(SOURCE INFORMATION Opens)

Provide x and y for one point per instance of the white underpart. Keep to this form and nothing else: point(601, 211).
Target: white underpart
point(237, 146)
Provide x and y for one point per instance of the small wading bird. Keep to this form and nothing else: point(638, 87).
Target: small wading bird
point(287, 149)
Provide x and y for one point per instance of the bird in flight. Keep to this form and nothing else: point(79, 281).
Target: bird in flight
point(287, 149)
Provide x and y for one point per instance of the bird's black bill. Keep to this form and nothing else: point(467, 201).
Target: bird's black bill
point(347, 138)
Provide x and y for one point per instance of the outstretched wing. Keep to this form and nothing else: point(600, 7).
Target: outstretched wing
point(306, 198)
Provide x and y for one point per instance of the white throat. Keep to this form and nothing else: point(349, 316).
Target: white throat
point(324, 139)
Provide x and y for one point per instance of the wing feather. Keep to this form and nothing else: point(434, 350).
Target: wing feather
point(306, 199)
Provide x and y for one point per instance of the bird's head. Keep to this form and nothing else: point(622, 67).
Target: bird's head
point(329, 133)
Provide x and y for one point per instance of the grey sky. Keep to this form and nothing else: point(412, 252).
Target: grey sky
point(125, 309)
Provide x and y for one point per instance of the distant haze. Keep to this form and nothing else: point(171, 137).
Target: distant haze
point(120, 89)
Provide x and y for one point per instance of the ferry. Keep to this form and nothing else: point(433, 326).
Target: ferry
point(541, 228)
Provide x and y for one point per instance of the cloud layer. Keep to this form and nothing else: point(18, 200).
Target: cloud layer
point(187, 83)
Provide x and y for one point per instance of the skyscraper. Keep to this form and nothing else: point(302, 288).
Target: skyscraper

(SOURCE INFORMATION Closes)

While keeping every line the same, please copy out all the records.

[RESPONSE TO THIS TASK]
Provide x and y for one point per instance of the white underpart. Keep to this form and nothing else: point(601, 211).
Target: white underpart
point(237, 146)
Provide x and y for one point per instance of the small wading bird. Keep to this form and nothing else: point(638, 87).
Target: small wading bird
point(287, 149)
Provide x and y for one point per instance of the bird in flight. Keep to this form and nothing else: point(79, 281).
Target: bird in flight
point(287, 149)
Provide x and y for one point per instance of the bird's black bill. Keep to this form and nothing else: point(467, 201).
Target: bird's black bill
point(347, 138)
Provide x and y for one point per instance of the outstretched wing. Keep to this form and nothing else: point(600, 7).
Target: outstretched wing
point(306, 198)
Provide x and y for one point per instance of the white throat. Keep to this form and nothing else: point(349, 316).
Target: white throat
point(324, 139)
Provide x and y for one point per instance of the wing feather. Keep to this form and nothing else: point(434, 350).
Target: wing feather
point(306, 199)
Provide x and y for one point per instance of the bird's head. Keep to this form and nothing else: point(622, 67).
Target: bird's head
point(329, 133)
Provide x and y for one point per instance of the grey sky. Keep to this form and nothing else: point(412, 252).
Target: grey sky
point(125, 309)
Provide x and y for one point per instance of the distant haze. Keep to this form and nothing else: point(171, 137).
Target: distant haze
point(120, 89)
Provide x and y for one point per instance of the ferry. Keep to this form and nothing else: point(433, 326).
Target: ferry
point(541, 228)
Provide x and y for one point per instance of the cloud layer. Keep to this form and nothing else: point(18, 200).
Target: cloud layer
point(187, 83)
Provide x and y for one point per instance of the skyscraper. Keep to this form and nothing else: point(302, 288).
Target: skyscraper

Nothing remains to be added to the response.